#### TEXT BLOCK ####

Along with its slate of almost two dozen features, documentaries, and shorts, the NYJFF also has special classic screenings. The 1975 period drama, Hester Street, directed by Joan Micklin Silver, will have a 50th anniversary screening of a new restoration. The film recreates Jewish immigrant life on New York’s Lower East Side at the turn of the century, and features Carol Kane in an Oscar-nominated performance. The 1922 silent feature Breaking Home Ties, a film once believed lost, will be shown with a new digital restoration by the National Center for Jewish Film, and is now presented with a newly recorded score performed by Grammy Award-winning musicians.
The Opening Film of the festival, Midas Man, is an empathetic biopic on Brian Epstein, the Jewish and gay music lover and visionary man who discovered and then managed the Beatles in the 1960s before his tragic death at age 32. The seismic impact of the Beatles on popular culture continues to reverberate 60 years after they took The Ed Sullivan Show by storm in February 1964. Yet that revelatory TV appearance never would have taken place—and the band may never have been discovered—if not for Epstein. Directed by Joe Stephenson and written by Brigit Grant, the film features a deeply moving Jacob Fortune-Lloyd (The Queen’s Gambit) as Epstein, with a cast that includes Jonah Lees as John Lennon, Blake Richardson as Paul McCartney, Emily Watson and Eddie Marsan as Epstein’s parents, and Jay Leno as Ed Sullivan.
In the Centerpiece Film, Of Dogs and Men, filmmaker Dani Rosenberg dives headfirst into the psychological horrors of our contemporary world with this experiential account of a teenager named Dar (Ori Avinoam), who returns home to her kibbutz searching for her missing dog in the aftermath of Hamas’s October 7 attacks in Israel, filmed in late October 2023. Of Dogs and Men takes a humanist approach to the ongoing conflict, reckoning with both the horrifying losses within her Jewish community and the imminent tragic violence of retribution in Gaza.

####

» **EXERCISE AIM**
Copy the festival text from the words "The Opening Film" through "as Ed Sullivan.", replacing "biopic" with "biographical film" throughout.

#### LISTED ENTRIES ####

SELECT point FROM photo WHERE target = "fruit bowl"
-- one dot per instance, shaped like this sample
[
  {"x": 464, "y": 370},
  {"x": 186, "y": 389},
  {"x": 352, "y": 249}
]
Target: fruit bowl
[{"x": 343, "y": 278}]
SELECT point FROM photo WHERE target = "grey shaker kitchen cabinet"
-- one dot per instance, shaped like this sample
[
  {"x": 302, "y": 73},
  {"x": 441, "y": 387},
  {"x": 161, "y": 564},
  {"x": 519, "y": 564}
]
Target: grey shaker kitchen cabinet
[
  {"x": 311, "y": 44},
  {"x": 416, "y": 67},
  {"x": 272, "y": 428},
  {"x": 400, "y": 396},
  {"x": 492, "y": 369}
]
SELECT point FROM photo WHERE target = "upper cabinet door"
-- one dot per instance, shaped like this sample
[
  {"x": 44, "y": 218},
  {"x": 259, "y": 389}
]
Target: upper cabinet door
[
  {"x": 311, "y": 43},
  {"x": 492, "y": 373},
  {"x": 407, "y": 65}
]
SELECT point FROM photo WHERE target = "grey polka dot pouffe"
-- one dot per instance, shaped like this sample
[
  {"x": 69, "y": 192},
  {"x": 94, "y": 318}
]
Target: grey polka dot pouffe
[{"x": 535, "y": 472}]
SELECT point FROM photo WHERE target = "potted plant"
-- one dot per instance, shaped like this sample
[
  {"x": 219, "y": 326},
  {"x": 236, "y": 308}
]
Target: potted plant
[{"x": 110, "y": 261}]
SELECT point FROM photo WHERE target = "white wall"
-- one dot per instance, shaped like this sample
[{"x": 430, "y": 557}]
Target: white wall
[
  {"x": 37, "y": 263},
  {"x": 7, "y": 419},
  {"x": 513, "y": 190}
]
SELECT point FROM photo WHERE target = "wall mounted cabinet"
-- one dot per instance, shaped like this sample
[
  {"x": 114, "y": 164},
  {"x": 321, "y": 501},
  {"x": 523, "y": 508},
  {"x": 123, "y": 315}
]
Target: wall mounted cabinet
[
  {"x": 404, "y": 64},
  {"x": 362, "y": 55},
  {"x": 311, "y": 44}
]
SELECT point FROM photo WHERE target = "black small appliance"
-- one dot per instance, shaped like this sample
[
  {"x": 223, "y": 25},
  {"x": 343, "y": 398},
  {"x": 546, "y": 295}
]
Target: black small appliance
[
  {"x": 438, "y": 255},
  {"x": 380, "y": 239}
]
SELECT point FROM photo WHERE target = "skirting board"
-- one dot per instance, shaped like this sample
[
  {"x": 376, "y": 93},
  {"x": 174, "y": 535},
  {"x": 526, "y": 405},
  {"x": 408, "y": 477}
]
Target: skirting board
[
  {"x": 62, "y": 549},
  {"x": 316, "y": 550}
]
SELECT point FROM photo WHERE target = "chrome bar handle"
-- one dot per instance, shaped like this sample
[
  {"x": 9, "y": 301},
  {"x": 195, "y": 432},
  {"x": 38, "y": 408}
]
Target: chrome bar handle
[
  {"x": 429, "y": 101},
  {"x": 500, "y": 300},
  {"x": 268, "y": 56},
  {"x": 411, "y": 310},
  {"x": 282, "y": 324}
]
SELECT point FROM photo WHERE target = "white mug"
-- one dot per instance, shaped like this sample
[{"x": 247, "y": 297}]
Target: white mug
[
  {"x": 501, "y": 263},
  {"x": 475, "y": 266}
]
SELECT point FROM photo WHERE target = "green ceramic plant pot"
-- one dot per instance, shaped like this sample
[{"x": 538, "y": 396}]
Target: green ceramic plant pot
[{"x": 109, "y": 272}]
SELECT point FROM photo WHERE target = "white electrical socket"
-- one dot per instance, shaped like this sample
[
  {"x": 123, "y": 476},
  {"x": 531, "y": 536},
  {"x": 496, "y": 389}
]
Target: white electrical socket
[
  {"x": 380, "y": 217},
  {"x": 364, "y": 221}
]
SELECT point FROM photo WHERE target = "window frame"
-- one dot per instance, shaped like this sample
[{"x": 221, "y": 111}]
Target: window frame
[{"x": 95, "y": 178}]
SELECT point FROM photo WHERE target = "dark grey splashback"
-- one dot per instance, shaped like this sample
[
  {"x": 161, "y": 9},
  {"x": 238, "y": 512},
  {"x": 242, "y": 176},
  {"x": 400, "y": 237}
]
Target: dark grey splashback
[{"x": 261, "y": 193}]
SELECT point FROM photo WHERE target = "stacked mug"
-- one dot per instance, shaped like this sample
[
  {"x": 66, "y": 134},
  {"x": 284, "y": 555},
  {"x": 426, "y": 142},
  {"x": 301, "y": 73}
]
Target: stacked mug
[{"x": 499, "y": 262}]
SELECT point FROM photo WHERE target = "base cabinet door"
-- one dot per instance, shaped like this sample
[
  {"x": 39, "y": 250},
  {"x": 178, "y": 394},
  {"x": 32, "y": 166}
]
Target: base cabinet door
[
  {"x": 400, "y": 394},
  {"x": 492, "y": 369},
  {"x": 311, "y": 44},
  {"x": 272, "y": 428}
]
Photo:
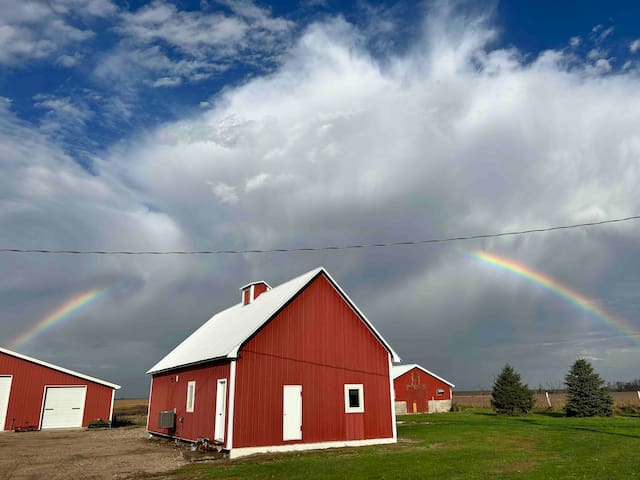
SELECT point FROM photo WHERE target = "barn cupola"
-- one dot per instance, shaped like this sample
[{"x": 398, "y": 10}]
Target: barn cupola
[{"x": 253, "y": 290}]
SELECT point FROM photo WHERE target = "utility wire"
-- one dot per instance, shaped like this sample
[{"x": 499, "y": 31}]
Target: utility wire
[{"x": 325, "y": 248}]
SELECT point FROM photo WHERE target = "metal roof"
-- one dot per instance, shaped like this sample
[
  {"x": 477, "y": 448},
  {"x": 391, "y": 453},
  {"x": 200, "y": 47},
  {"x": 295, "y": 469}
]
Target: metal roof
[
  {"x": 60, "y": 369},
  {"x": 399, "y": 370},
  {"x": 224, "y": 333}
]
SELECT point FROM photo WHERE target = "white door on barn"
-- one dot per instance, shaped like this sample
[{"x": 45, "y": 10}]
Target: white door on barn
[
  {"x": 63, "y": 407},
  {"x": 221, "y": 409},
  {"x": 5, "y": 388},
  {"x": 292, "y": 412}
]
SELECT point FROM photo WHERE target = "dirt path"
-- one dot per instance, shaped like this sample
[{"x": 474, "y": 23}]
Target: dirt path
[{"x": 120, "y": 453}]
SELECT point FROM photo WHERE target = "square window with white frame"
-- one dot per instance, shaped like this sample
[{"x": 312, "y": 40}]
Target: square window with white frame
[
  {"x": 191, "y": 396},
  {"x": 353, "y": 398}
]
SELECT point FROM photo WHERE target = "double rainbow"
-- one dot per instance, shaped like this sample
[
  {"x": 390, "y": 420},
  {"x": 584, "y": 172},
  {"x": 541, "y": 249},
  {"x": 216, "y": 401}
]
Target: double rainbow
[
  {"x": 562, "y": 291},
  {"x": 64, "y": 311}
]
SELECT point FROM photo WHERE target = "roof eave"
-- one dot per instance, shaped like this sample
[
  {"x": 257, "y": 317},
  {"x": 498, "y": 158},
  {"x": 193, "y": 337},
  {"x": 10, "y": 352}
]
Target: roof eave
[
  {"x": 153, "y": 371},
  {"x": 59, "y": 369}
]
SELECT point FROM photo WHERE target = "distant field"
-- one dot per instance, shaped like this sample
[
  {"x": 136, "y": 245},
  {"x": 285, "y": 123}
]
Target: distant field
[
  {"x": 130, "y": 411},
  {"x": 471, "y": 444},
  {"x": 483, "y": 399}
]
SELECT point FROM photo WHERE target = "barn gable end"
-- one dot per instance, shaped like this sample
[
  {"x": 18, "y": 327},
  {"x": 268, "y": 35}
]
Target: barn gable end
[
  {"x": 417, "y": 390},
  {"x": 298, "y": 366}
]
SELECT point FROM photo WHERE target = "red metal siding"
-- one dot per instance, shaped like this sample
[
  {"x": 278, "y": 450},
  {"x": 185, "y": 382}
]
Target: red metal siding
[
  {"x": 418, "y": 387},
  {"x": 27, "y": 393},
  {"x": 246, "y": 296},
  {"x": 258, "y": 289},
  {"x": 318, "y": 342},
  {"x": 167, "y": 394}
]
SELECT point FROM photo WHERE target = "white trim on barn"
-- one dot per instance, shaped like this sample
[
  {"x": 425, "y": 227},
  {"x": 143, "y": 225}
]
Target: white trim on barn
[
  {"x": 223, "y": 335},
  {"x": 5, "y": 394},
  {"x": 297, "y": 447},
  {"x": 63, "y": 406},
  {"x": 399, "y": 370},
  {"x": 392, "y": 391},
  {"x": 231, "y": 404}
]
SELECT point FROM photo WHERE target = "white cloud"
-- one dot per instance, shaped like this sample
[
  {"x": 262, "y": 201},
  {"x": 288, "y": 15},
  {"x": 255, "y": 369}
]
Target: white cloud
[
  {"x": 33, "y": 30},
  {"x": 225, "y": 193},
  {"x": 334, "y": 148},
  {"x": 68, "y": 60},
  {"x": 256, "y": 182},
  {"x": 167, "y": 82},
  {"x": 159, "y": 41}
]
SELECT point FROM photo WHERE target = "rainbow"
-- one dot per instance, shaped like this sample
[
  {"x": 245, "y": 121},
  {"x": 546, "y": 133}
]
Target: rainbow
[
  {"x": 64, "y": 311},
  {"x": 563, "y": 291}
]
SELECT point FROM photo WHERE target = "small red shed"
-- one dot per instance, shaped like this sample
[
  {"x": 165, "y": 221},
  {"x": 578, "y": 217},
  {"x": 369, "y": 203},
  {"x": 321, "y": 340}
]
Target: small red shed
[
  {"x": 38, "y": 395},
  {"x": 420, "y": 391},
  {"x": 293, "y": 367}
]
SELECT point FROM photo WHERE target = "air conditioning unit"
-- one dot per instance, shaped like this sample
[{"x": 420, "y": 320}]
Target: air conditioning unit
[{"x": 167, "y": 419}]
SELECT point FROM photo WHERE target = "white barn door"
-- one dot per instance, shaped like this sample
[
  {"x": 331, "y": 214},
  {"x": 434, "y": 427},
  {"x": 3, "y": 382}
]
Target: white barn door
[
  {"x": 292, "y": 412},
  {"x": 5, "y": 388},
  {"x": 221, "y": 410},
  {"x": 63, "y": 407}
]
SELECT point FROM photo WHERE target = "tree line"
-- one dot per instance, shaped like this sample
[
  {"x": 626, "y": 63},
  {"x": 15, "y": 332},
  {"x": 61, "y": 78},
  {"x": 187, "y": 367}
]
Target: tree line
[{"x": 587, "y": 395}]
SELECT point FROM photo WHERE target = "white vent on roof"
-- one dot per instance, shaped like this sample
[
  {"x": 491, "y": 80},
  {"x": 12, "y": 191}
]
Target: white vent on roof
[{"x": 253, "y": 290}]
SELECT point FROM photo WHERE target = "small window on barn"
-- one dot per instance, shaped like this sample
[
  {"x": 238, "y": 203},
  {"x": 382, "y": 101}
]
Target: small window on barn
[
  {"x": 191, "y": 396},
  {"x": 353, "y": 398}
]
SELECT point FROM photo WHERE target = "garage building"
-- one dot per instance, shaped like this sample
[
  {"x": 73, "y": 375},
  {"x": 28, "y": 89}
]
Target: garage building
[
  {"x": 420, "y": 391},
  {"x": 293, "y": 367},
  {"x": 36, "y": 395}
]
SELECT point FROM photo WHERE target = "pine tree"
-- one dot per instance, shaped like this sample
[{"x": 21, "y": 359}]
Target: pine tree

####

» **TASK SOLUTION**
The Opening Film of the festival, Midas Man, is an empathetic biographical film on Brian Epstein, the Jewish and gay music lover and visionary man who discovered and then managed the Beatles in the 1960s before his tragic death at age 32. The seismic impact of the Beatles on popular culture continues to reverberate 60 years after they took The Ed Sullivan Show by storm in February 1964. Yet that revelatory TV appearance never would have taken place—and the band may never have been discovered—if not for Epstein. Directed by Joe Stephenson and written by Brigit Grant, the film features a deeply moving Jacob Fortune-Lloyd (The Queen’s Gambit) as Epstein, with a cast that includes Jonah Lees as John Lennon, Blake Richardson as Paul McCartney, Emily Watson and Eddie Marsan as Epstein’s parents, and Jay Leno as Ed Sullivan.